** start Excerpt provided **

# The Honeycomb Scorpion... Looks Like A "dark Spiderman" Shooter



## Bill Hays (Aug 9, 2010)

THIS was a fun one to make... some time ago Nathan posted a slingshot made with a honeycomb pattern grip appliance and I at once was taken... but I thought it just _needed_ a little something.
So I decided to make my own honeycomb material so I could have it be thicker and have a source to make a design or two to be inserted for a negative drawing looking technique.

I made a practice piece first, before embarking on the main project (I'm sending that to a buddy in Florida, it'll be a surprise..)... after feeling like I had a good enough handle on how to work the material I started on the main piece.
When making the scorpion insert I decided on a more representative style instead of realistic... it gave the effect I was after... looking like it was formed directly from the hex material...

Anyway, this one is going off to a good home in New York... and by looking at the pictures below you can do the same this if you'd like... on a different style of slingshot of course!
Have Fun!


----------



## Hrawk (Oct 25, 2010)

Very nicely done, sure is a lot of work.


----------



## Bill Hays (Aug 9, 2010)

I forgot to add... here's a video I made checking it out... LITERALLY the second shot from this thing I was able to light a match from a little over 10 yards away!


----------



## lightgeoduck (Apr 3, 2011)

Looks sweet and thanks for showing us the process... most excellent indeed!

I can't wait until that buddy in florida post his surprise on the forum as well...

** end Excerpt provided **
** start Information provided **

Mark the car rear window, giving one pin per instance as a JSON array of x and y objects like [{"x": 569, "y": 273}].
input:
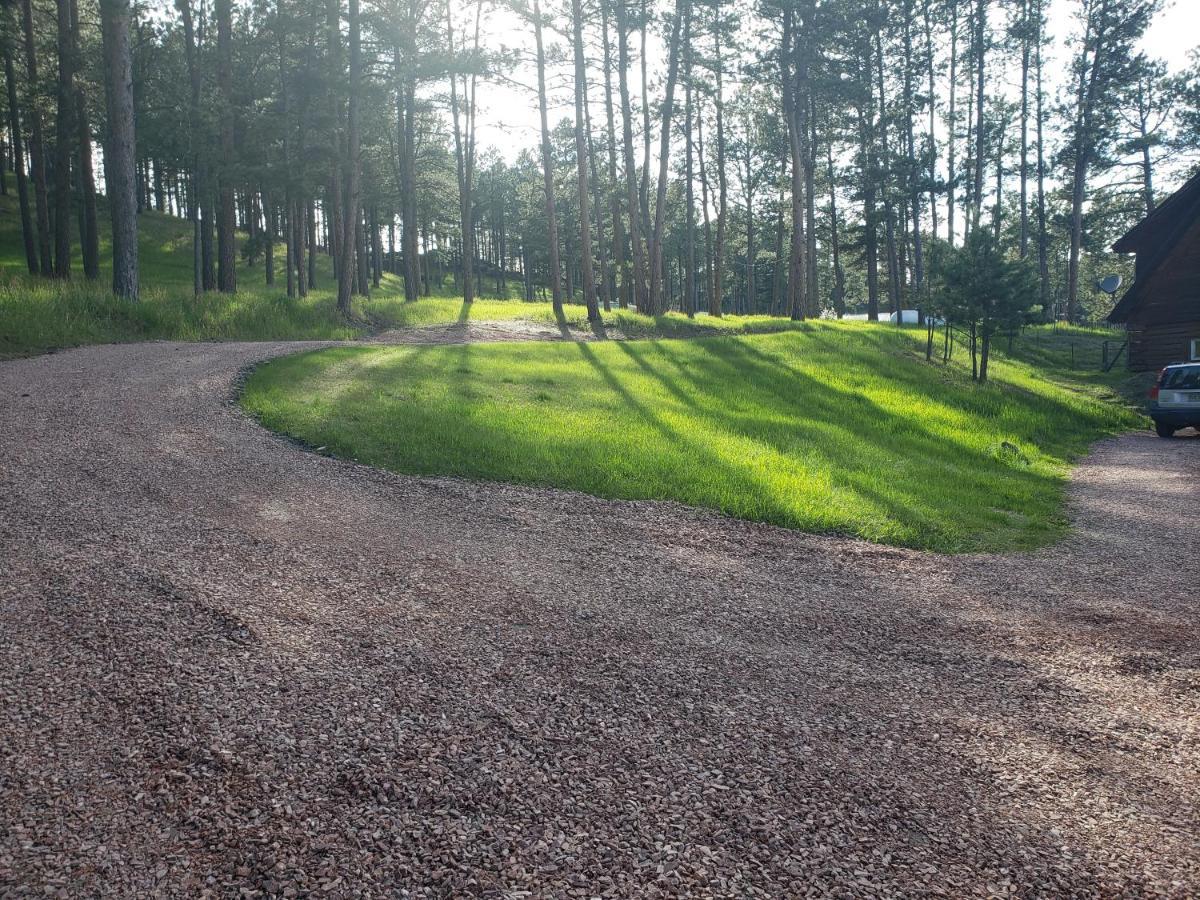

** end Information provided **

List of tasks>
1. Answer these from the slingshot thread:
(a) Where is the practice piece being sent?
(b) Where is the finished scorpion slingshot going?
(c) From how far away was a match lit, and on which shot?
2. In one to three sentences, explain why the maker of the slingshot in the thread made his own honeycomb material.

The replies>
1.
(a) To a buddy in Florida.
(b) To a good home in New York.
(c) From a little over 10 yards away, on the second shot.

2. He made it himself so the material could be thicker. It also gave him a source for making a design or two to insert in a style that looks like a negative drawing.